Of course the fire makes the picture, but it’s the silhouettes that have the most to say.  Which is interesting, as they are enigmatic.

Firefighters take part in a backburning operation near Bilpin, in the Blue Mountains in New South Wa

Silhouettes often are, which may be why they can stand for a dimension of photographic representation that we often overlook.  Behind the realism, there is a formalism that is especially important for visual meaning; and behind the detailed textures of specific people and places, there is embodiment of the impersonal poses and attitudes that structure social behavior.

This is not to choose one dimension of the image over another, but to respond as prompted by the photographer’s art.  And by working into the image along that path, interpretation can lead to much more than documenting circumstances.  Those circumstances may support reflection or become irrelevant for the time being (and only that), but they no longer are the primary content of the image.

So it is noteworthy that this is a photograph of firefighters in a backburning operation in New South Wales, but they could be in LA or Arizona or Greece or many other places.  And if the poses still have the traces of British clothing and deportment, that may be fact or conjecture, but there is no need to make too much of it, even for a joke.  Jokes to come to mind, however, and so the trace might be a good clue that something interesting is lodged there.  Stiff upper lip and all that, you know.  Say, do ya think the coach is due, mate?  Aussies will howl, but like I said, the details don’t really matter.
★ ★ ★ ★ ★
### Required task 1
From the passage on silhouettes, return the wording from "Silhouettes often are, which" up to and including "of the image.".
### Required task 2
Summarize the passage on silhouettes in two sentences.
### Required task 3
Rewrite more briefly the paragraph of the passage on silhouettes that begins "Silhouettes often are".

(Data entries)
★ ★ ★ ★ ★
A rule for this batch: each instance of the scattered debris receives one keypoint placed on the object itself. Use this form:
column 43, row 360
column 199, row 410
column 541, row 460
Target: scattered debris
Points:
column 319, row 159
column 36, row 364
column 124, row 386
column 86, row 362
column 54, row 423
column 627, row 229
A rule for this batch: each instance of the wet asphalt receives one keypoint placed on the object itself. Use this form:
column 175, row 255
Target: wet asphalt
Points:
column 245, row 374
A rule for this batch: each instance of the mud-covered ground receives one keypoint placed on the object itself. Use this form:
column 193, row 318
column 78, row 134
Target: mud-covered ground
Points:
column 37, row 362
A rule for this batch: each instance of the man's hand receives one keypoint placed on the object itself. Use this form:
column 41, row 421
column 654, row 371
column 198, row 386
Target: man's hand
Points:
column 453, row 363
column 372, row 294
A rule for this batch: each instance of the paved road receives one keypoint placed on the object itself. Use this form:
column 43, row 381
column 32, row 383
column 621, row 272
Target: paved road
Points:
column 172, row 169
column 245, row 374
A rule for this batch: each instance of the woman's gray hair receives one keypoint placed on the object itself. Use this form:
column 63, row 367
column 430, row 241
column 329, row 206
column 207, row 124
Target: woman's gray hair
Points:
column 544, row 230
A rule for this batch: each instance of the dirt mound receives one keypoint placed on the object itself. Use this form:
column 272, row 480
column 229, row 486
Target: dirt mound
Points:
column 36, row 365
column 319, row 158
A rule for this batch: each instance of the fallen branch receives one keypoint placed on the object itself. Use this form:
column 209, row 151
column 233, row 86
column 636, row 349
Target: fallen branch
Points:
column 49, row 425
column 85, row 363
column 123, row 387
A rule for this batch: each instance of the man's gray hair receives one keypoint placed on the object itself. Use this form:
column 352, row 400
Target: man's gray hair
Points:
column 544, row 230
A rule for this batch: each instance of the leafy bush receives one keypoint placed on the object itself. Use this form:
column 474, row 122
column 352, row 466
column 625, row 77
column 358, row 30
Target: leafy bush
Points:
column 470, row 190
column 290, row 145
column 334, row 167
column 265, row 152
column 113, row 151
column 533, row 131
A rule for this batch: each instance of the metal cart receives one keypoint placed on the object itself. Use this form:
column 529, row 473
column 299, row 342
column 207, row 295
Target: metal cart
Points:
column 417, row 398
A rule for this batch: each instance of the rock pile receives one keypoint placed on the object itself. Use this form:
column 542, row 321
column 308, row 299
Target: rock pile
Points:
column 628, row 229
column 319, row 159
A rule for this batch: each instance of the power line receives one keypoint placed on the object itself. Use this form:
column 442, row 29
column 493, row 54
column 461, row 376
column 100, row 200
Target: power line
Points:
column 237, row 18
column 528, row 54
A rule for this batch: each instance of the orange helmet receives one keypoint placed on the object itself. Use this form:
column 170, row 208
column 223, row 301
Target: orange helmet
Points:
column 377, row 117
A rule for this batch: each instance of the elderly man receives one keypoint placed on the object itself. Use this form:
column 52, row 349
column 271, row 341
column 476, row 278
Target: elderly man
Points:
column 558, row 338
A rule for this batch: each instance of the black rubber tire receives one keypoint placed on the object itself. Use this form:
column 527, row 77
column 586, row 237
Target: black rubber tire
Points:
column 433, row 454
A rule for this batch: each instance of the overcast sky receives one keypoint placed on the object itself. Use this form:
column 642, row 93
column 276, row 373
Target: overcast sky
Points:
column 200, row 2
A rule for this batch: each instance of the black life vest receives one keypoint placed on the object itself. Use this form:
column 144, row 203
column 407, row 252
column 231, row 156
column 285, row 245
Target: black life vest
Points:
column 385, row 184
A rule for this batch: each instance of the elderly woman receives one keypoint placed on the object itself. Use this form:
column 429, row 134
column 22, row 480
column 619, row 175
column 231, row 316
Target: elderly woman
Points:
★ ★ ★ ★ ★
### Final answer 1
Silhouettes often are, which may be why they can stand for a dimension of photographic representation that we often overlook.  Behind the realism, there is a formalism that is especially important for visual meaning; and behind the detailed textures of specific people and places, there is embodiment of the impersonal poses and attitudes that structure social behavior.

This is not to choose one dimension of the image over another, but to respond as prompted by the photographer’s art.  And by working into the image along that path, interpretation can lead to much more than documenting circumstances.  Those circumstances may support reflection or become irrelevant for the time being (and only that), but they no longer are the primary content of the image.

### Final answer 2
In a photograph of firefighters at a backburning operation, the fire makes the picture, but the enigmatic silhouettes say the most, pointing to a formalism and impersonal poses that lie behind the image's realism. Following that path, interpretation can go beyond documenting circumstances, so although the New South Wales setting is noteworthy, the firefighters could be in many other places, and details such as traces of British deportment don't really matter.

### Final answer 3
Silhouettes are often enigmatic, which may be why they can stand for an often overlooked dimension of photographic representation. Behind realism lies a formalism important for visual meaning. Behind the textures of specific people and places lie the impersonal poses and attitudes that structure social behavior.